Entries taken from a collection
• • • •

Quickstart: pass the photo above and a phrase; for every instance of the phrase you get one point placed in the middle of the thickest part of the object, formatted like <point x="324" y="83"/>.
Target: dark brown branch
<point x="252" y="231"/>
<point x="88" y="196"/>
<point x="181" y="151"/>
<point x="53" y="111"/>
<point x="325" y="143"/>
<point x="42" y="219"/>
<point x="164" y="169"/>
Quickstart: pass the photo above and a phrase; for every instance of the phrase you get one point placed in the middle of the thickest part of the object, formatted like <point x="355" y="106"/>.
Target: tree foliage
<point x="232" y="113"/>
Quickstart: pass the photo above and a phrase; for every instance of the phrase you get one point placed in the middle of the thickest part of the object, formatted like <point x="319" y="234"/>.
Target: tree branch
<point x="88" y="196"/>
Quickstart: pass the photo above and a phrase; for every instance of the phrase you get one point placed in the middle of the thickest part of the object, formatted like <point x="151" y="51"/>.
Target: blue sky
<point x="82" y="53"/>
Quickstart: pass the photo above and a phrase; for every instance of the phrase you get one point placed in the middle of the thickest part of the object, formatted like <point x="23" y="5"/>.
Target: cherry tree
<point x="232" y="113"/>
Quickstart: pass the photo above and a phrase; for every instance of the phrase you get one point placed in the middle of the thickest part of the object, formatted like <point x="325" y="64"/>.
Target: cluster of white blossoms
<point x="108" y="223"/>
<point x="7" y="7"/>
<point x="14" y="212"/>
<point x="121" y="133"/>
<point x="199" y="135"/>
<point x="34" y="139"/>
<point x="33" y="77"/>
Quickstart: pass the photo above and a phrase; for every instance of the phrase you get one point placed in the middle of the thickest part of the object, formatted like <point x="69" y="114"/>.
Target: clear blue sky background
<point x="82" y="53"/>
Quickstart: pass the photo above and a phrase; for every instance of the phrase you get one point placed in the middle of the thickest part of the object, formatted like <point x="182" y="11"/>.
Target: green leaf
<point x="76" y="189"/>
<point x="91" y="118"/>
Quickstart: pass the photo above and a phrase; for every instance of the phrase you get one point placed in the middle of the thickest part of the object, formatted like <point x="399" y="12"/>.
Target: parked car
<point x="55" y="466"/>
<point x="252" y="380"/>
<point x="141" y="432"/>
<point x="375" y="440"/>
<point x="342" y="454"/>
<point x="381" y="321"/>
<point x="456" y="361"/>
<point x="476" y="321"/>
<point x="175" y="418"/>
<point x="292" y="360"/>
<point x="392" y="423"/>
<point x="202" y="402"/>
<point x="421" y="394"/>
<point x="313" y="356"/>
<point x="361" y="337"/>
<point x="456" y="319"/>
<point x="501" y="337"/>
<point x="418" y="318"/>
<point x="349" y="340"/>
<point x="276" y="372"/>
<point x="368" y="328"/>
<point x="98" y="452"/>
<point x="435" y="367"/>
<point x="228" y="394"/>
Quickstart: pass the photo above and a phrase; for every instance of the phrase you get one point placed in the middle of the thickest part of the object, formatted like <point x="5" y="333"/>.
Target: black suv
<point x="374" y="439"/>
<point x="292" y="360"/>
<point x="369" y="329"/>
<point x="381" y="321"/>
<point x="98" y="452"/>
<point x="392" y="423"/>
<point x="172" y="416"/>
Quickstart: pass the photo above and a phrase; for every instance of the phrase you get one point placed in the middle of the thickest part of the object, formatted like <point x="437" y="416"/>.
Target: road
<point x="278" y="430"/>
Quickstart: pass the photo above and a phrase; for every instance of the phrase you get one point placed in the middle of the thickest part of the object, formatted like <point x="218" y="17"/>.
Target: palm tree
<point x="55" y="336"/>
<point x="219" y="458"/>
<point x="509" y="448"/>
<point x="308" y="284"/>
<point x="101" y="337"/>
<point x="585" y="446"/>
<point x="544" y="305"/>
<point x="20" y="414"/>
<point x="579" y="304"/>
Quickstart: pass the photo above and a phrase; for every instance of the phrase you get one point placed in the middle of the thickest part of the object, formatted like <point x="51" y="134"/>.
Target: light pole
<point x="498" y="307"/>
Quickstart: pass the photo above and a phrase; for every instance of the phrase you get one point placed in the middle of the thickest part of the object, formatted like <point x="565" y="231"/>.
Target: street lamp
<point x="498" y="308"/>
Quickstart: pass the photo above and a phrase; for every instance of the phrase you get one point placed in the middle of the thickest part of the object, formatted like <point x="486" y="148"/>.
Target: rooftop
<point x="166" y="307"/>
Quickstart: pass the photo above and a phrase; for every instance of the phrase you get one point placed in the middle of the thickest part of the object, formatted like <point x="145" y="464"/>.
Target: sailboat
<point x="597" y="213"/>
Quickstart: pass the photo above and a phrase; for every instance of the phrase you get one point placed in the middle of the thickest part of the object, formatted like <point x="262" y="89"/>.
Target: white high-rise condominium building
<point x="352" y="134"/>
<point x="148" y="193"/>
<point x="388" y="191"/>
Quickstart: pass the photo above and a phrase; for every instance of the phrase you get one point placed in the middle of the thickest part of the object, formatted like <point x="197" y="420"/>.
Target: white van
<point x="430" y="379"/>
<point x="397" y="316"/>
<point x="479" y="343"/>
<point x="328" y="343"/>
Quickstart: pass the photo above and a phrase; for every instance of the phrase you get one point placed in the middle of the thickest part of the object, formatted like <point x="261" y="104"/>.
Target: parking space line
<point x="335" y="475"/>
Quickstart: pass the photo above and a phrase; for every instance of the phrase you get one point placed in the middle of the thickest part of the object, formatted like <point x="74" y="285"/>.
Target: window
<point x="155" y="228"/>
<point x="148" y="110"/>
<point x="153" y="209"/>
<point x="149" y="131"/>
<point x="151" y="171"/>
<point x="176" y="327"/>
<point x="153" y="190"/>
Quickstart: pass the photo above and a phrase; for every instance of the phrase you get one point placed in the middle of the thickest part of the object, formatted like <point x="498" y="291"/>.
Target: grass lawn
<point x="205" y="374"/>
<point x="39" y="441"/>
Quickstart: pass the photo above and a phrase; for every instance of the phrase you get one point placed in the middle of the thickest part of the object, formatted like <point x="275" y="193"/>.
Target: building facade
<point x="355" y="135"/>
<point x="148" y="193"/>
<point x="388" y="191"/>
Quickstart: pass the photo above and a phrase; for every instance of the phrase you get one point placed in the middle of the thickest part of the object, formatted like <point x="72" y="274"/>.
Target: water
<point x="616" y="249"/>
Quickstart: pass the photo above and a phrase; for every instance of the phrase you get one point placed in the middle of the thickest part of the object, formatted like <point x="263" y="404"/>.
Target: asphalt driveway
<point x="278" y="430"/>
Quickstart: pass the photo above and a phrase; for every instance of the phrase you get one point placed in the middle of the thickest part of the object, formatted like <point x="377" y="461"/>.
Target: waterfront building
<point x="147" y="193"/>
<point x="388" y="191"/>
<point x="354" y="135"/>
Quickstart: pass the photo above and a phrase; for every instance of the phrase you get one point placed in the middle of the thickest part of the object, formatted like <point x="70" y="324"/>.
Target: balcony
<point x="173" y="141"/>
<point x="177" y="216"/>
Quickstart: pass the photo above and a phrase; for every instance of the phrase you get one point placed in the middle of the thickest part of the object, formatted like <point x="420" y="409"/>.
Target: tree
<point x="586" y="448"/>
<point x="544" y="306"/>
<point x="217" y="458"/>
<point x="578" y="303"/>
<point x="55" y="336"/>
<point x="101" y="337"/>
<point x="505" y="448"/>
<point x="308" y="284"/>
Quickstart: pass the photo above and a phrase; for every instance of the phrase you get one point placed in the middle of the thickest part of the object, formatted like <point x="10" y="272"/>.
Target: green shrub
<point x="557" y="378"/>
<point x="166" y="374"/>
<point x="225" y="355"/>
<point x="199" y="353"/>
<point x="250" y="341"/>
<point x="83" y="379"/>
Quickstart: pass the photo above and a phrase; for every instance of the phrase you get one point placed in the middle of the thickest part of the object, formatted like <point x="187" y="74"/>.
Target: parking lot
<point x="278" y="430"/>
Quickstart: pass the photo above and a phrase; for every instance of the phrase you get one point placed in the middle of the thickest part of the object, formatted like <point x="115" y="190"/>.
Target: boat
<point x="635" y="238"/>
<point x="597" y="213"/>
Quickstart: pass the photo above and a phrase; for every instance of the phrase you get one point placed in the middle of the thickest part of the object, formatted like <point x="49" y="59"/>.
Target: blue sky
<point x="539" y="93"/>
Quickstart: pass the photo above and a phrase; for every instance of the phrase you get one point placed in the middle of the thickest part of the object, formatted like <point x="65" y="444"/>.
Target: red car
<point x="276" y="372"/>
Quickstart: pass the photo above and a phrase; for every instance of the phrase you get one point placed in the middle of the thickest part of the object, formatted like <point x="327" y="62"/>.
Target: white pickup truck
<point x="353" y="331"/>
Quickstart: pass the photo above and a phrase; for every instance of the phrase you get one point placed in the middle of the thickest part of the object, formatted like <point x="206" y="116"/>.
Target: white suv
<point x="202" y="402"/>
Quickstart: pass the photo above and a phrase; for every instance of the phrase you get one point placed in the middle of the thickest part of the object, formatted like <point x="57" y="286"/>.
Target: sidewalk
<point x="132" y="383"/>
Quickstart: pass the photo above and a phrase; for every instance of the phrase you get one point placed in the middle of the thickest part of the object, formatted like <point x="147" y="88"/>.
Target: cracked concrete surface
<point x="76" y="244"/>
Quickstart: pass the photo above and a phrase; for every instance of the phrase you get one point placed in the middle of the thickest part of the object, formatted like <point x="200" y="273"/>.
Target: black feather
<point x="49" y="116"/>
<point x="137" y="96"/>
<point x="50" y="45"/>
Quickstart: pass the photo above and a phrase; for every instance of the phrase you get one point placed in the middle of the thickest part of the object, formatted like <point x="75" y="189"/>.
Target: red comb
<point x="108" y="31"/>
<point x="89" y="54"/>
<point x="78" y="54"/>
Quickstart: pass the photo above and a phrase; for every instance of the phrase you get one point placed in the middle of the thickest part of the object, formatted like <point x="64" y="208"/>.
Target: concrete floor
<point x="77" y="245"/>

• • • •

What you have to do:
Nothing should be returned except the lines from the one containing "Target: red comb" through the last line of the data, each restated word for word.

Written answer:
Target: red comb
<point x="108" y="31"/>
<point x="89" y="54"/>
<point x="78" y="54"/>
Quickstart: pass the photo above and a phrase; for every instance of the phrase you get one point placed in the middle of the thickest part of the object, formatted like <point x="64" y="208"/>.
Target: concrete floor
<point x="77" y="245"/>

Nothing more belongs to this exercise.